▸ **EXCERPTED PASSAGE**
-- Begin --
I watch my grandson knee high as he bumps from one trousered pair of legs to another across the crowded room. His vision fills with legs knee high. Unless he looks up, they are like a forest without faces. And then I see him wrap his little arms around a pair and squeeze. I watch the look of surprise and what-do-I-do fill the face of the man. I see his confused what-do-I-do-with-this-little-person-wrapped-around-me cross his face. He scans the crowd for a second, wondering who the little boy belongs to, and then my grandson lifts his face. He sees someone he doesn’t expect look down on him.
I recognize myself in his look of surprise and fear.
His arms drop. He backs off, almost afraid, looks past the man’s legs and sees me. With a grin he scurries to his Daddy who stands beside me. My son leans over with a smile, big hands against his tiny waist and lifts him high. Little arms encircle daddy’s neck, and I reach out to caress my grandson’s back, because I have to touch him. I have to let the feelings in my heart out from the tips of my fingers. I want him to always feel secure, safe and protected. I want him to know who holds him.
Sometimes, I am like a little child who hangs onto something and then finds it’s the wrong thing. I identify with the confusion of mistaken affection and trust, of looking at my feet and not lifting my eyes. How easy it is for me to blindly ping-pong about without seeking God’s direction, without looking upward and without regards to His guidance.
David wrestles with life’s paths in Psalm 25. He admits troubles, afflictions and distresses have marred his perspective. He struggles with emotions brought by life’s uncertainties and injustices. He grapples with sin.
From the depths of his need He calls, “Show me, teach me, lead me.” (Ps. 25:4-5).
-- End --
▸ **EXERCISE INSTRUCTIONS**
Please continue the devotional piece about the grandson and Psalm 25 from the point where it stops. The records aren't needed for any of this.

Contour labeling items
-- Begin --
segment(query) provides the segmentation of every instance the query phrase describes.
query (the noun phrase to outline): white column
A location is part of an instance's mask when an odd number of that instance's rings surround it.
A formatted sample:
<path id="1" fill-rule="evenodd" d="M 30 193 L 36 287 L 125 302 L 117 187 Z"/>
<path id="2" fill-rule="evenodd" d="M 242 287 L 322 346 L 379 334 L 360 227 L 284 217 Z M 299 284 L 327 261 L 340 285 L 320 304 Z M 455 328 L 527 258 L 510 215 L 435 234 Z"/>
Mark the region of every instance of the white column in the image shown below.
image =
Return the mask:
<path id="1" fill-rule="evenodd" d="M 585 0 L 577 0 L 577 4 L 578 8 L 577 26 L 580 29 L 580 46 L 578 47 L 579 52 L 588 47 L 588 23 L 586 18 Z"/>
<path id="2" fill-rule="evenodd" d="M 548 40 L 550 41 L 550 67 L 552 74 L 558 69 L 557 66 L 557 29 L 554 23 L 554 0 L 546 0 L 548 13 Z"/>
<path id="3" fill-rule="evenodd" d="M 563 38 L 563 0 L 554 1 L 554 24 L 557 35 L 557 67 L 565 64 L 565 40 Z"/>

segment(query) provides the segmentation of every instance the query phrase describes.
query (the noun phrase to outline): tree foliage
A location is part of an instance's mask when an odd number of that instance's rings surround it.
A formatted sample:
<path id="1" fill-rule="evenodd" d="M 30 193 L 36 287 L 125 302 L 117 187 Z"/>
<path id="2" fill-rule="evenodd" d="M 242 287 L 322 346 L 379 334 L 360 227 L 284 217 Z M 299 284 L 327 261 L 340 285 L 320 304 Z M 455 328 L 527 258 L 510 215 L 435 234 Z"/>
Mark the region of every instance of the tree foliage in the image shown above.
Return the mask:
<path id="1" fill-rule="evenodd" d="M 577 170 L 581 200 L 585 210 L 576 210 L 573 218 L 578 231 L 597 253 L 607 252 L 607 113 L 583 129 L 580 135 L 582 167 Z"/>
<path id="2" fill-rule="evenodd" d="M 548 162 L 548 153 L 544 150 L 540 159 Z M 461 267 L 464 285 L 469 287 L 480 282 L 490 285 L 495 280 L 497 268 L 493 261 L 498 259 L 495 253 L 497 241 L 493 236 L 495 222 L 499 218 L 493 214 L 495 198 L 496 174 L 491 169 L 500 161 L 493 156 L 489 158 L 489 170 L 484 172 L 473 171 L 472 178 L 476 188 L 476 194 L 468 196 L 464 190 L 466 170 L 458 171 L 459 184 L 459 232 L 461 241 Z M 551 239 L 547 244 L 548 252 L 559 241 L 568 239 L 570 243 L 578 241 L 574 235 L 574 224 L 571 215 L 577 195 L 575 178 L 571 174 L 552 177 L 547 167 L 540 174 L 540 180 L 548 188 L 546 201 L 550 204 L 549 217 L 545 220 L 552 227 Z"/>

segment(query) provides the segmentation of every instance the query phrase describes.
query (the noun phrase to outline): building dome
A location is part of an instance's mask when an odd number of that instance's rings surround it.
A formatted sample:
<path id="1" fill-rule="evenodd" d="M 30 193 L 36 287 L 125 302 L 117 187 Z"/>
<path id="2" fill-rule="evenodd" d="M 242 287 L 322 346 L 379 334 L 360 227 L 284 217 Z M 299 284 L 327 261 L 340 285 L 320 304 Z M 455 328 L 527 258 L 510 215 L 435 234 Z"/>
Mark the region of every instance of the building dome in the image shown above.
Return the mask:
-- End --
▸ **EXERCISE RESPONSE**
David is aware of his tendency to look elsewhere, and end up on the wrong path. Surrounded by enemies, he realizes the subtlety and risk of holding onto something false.
How like my grandson. How like me.
I work and do. I seek and desire. I’m like someone who runs but forgets to look up, bent on accomplishment. I hurry from this and that, looking for what only One can provide. Substitutes trap and bring disillusionment. Facsimiles distract. Dead-ends detour. And in my haste, I can cling to what seems right. But if I don’t take the time to look up, I don’t know my mistake.
“My eyes are ever toward the Lord, For He shall pluck my feet out of the net.” Ps. 25:15; NKJV.
David finds the right place to look. His attitude of humility puts him on the right trajectory, it points him to his true Father Who guides to the right path in the midst of difficulties.
What a comfort to know He is the God of un-plucking. His arms rescue us from the traps of snarled life
God’s ever watchful eye is on His children. He bids us to look up into His face, to kneel at His feet, and to sit in His Presence.
In spite of tangled feet on treacherous paths, David’s response is, “My eyes are ever toward the Lord.” What a comfort to know He is the God of un-plucking. His arms rescue us from the traps of snarled life.
My grandson rubs his soft white hair against my son’s cheek. He nestles it in the crook of his dad’s neck. His thumb goes straight to his mouth, but it stops at his lip to lift his head and smile at me. Then he lies back in the comfort of his daddy’s arms and shuts his eyes.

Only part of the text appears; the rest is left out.